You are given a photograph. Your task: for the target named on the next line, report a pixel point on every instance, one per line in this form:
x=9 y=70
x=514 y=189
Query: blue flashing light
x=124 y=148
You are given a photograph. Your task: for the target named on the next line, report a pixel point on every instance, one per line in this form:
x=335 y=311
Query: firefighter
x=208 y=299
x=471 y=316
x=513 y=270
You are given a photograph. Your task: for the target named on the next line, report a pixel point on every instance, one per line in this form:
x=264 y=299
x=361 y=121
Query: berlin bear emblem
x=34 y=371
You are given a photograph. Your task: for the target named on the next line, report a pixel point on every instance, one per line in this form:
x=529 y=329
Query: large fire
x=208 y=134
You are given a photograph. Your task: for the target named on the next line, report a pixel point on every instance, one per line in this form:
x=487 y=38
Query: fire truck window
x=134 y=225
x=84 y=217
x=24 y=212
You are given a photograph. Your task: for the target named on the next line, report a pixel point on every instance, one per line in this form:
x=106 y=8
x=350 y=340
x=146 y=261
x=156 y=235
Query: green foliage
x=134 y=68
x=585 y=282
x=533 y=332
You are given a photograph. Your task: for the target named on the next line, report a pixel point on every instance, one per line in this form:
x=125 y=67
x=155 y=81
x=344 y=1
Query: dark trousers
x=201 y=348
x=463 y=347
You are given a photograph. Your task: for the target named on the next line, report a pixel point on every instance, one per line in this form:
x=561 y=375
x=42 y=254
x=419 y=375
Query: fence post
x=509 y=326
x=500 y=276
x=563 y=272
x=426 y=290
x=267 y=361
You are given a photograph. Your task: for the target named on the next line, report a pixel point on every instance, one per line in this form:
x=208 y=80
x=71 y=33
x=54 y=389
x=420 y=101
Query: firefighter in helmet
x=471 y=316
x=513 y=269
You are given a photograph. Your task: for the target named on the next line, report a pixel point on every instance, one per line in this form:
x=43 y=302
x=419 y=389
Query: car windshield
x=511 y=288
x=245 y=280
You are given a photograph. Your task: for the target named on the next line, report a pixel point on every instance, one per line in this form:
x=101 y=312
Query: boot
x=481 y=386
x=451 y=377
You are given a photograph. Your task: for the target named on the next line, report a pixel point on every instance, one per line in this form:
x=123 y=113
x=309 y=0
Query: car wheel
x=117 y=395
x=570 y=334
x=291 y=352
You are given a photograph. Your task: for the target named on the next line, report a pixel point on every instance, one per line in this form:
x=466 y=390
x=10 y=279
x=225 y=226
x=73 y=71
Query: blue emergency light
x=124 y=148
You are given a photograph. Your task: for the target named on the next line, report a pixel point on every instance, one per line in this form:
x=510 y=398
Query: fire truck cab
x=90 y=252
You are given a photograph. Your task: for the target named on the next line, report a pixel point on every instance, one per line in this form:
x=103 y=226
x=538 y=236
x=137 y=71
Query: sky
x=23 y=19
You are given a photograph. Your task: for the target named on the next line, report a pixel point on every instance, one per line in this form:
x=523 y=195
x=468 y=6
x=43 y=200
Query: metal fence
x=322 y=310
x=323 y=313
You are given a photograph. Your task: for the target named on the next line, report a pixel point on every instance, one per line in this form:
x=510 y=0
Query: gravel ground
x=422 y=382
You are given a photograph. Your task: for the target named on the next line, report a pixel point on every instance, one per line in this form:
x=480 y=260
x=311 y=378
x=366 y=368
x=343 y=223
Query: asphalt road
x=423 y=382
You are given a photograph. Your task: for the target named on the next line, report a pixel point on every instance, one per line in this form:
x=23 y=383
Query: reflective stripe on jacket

-*-

What the task asks: Within the records above, the line carrying "x=103 y=226" starts the range and the last line ends it. Set down that range exactly.

Response to this exercise:
x=103 y=226
x=538 y=236
x=137 y=71
Query: sky
x=23 y=19
You are given a photograph. Your task: for the target named on the next line, report a pixel point on every instance, one per line in this form:
x=523 y=195
x=468 y=6
x=43 y=200
Query: metal fence
x=322 y=310
x=323 y=313
You are given a photograph. Your task: for the target named on the next line, report a pixel point on every instance, one per line in this form:
x=510 y=0
Query: gravel ground
x=422 y=382
You are given a photograph. Your task: for the target named on the next line, report a pixel point on every instance, one per line in this form:
x=480 y=260
x=311 y=378
x=366 y=368
x=343 y=223
Query: asphalt road
x=423 y=382
You are given a photograph. Your task: for the target named on the next line, report a pixel point on every instance, one per line in this form:
x=23 y=383
Query: reflective stripe on jacket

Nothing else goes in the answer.